— Task to carry out —
Copy each entry below without any change.

START Material shown

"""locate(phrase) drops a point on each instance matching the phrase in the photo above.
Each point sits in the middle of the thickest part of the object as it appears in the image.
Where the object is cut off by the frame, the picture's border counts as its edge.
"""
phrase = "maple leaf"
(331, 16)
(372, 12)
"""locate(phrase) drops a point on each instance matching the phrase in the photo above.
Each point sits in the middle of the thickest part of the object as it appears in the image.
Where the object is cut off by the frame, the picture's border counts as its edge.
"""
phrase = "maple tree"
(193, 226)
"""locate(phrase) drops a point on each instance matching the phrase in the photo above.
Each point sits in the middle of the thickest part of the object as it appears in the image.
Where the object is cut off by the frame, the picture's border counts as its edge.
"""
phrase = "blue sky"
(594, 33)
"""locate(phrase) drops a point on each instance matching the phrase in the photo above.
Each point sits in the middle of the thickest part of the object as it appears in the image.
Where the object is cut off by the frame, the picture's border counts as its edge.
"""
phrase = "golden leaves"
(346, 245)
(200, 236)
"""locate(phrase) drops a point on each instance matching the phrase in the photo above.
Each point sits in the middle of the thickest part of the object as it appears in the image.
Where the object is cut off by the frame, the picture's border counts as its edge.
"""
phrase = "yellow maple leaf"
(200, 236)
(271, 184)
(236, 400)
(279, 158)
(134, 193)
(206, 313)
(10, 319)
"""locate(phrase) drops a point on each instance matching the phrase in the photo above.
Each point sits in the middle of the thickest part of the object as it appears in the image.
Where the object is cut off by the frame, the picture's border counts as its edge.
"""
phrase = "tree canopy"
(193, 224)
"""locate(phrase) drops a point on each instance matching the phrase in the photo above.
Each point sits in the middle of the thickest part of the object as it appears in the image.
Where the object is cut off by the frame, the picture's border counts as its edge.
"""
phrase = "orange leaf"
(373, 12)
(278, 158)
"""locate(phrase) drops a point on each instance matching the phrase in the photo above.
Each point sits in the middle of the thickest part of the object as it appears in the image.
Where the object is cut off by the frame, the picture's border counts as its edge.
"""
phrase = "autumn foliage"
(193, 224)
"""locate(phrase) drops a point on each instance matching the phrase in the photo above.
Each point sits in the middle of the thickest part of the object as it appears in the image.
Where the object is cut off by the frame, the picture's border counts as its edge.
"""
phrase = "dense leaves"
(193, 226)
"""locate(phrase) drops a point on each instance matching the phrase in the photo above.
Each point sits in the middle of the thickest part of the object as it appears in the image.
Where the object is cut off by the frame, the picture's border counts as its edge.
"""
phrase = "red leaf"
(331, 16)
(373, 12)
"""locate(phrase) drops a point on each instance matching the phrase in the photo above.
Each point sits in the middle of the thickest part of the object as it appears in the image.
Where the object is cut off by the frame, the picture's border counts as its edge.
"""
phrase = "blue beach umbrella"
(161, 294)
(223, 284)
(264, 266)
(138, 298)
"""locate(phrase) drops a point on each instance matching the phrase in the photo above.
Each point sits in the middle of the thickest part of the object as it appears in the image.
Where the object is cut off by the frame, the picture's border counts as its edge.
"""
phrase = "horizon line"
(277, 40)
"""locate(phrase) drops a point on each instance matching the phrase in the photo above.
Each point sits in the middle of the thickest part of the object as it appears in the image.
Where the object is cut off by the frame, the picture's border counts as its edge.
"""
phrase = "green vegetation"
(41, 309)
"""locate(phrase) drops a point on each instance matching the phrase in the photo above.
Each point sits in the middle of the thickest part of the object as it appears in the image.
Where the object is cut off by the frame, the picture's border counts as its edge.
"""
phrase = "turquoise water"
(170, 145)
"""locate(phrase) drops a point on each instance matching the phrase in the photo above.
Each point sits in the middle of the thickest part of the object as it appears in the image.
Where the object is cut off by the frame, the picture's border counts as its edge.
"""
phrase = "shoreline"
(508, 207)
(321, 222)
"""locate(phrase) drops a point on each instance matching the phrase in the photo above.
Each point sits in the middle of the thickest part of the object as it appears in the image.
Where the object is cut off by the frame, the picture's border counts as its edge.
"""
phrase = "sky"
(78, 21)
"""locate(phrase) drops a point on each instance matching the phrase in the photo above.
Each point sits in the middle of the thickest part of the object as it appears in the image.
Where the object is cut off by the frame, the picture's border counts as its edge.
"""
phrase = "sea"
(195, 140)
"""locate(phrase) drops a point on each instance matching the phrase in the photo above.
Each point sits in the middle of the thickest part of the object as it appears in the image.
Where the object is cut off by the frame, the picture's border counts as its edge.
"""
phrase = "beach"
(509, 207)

END Material shown

— Expected answer —
"""locate(phrase) drops a point on each instance matching the phrase in the photo above.
Each point sits in the middle of the thickest part of the object as it appears in the image.
Where the object is cut off by the frame, the picture's border counts as its edge.
"""
phrase = "maple leaf"
(331, 16)
(372, 12)
"""locate(phrase) drops a point on each instance matching the phrase in the photo above.
Each point sits in the middle of the thickest part of the object as it appears in the image.
Where the object is cut off by the frame, the picture's border counts as its edge.
"""
phrase = "maple tree"
(193, 226)
"""locate(phrase) drops a point on each instance matching the phrase in the photo above.
Each point sits in the middle of the thickest part of the object as it appears in the image.
Where the object is cut off by the frame, the picture's border counts as its edge.
"""
phrase = "blue sky"
(594, 33)
"""locate(phrase) drops a point on each instance matching the phrase in the photo above.
Each point sits in the middle of the thickest part of the object as it appears in the image.
Where the object is cut off by the frame, the picture's border counts as its edge.
"""
phrase = "golden leaves"
(346, 245)
(200, 236)
"""locate(phrase) drops a point on each instance matching the phrase in the photo above.
Each point sits in the middle of the thickest part of the object as it appears in the image.
Where the object is cut off by the frame, the picture's border counts as its edge.
"""
phrase = "yellow maple leaf"
(200, 236)
(271, 184)
(236, 400)
(279, 158)
(134, 193)
(206, 313)
(10, 319)
"""locate(phrase) drops a point on each instance matching the phrase in the photo above.
Each point sits in the middle of the thickest part of the object as it appears in the image.
Where the object is cut off by the frame, the picture's border counts as its edge.
"""
phrase = "tree canopy"
(193, 224)
"""locate(phrase) drops a point on each instance matching the phrase in the photo above.
Each point sits in the middle of the thickest part of the object as it appears in the image.
Where the object is cut off by the frame, the picture's border counts as its edge.
"""
phrase = "orange leaf"
(373, 12)
(278, 158)
"""locate(phrase) drops a point on each instance matching the phrase in the photo above.
Each point sits in the middle of the thickest part of the object as it appears in the image.
Where the object is cut off by the frame, the picture's border counts as its edge.
"""
phrase = "autumn foliage"
(193, 224)
"""locate(phrase) drops a point on each instance matching the phrase in the photo above.
Each point sits in the middle of the thickest part of the object as it appears in the image.
Where the object is cut off by the frame, the picture's border counts as its edge.
"""
phrase = "dense leaves"
(193, 226)
"""locate(phrase) drops a point on each instance matching the phrase in the photo above.
Each point sits in the middle of the thickest part of the object as it appears in the image.
Where the object is cut off by the frame, the picture's border counts as its edge.
"""
phrase = "red leaf"
(331, 16)
(373, 12)
"""locate(phrase) drops a point on each instance matching the phrase in the photo above.
Each point sits in the middle of the thickest part of the object as it appears in the image.
Where the object is cut off by the frame, the picture's border counts as its edge.
"""
phrase = "blue beach umbrella"
(161, 294)
(223, 284)
(264, 266)
(138, 298)
"""locate(phrase) drops a point on each instance matching the phrase in the photo above.
Each point sits in the middle of the thickest part of the object as it appears in the image.
Where the object is cut off by the frame, the picture's border counts as its edge.
"""
phrase = "horizon line"
(277, 40)
"""locate(phrase) drops a point on each instance matching the phrase in the photo above.
Each point sits in the middle of the thickest part of the object as it appears in the image.
Where the object is cut off by the frame, the picture's border counts as its edge.
"""
phrase = "green vegetation"
(41, 309)
"""locate(phrase) drops a point on each instance matching the phrase in the photo above.
Each point sits in the middle of the thickest part of the object as it appears in the image.
Where the object is cut off by the frame, the picture's border counts as its edge.
"""
phrase = "turquoise water"
(170, 145)
"""locate(phrase) drops a point on each instance matching the phrase in the photo above.
Each point sits in the middle of the thickest part of the object as it appears in the image.
Where the object is cut off by the frame, the picture's border counts as its edge.
"""
phrase = "shoreline"
(508, 207)
(321, 222)
"""locate(phrase) drops a point on each instance matching the phrase in the photo above.
Each point sits in the middle of the thickest part of the object as it appears in the image.
Where the object is cut off by the frame, the picture's border counts as its edge.
"""
phrase = "sky"
(78, 21)
"""locate(phrase) drops a point on each instance matching the phrase in the photo above.
Each point sits in the middle of the thickest part of the object as it appears in the image.
Where the object is cut off by the frame, the picture's border counts as its edge.
"""
phrase = "sea"
(195, 140)
"""locate(phrase) drops a point on each instance matching the phrase in the photo above.
Each point sits in the middle of the thickest part of the object as it appears in the image.
Where the object is cut off by the frame, the picture's border counts as its edge.
"""
phrase = "beach"
(509, 207)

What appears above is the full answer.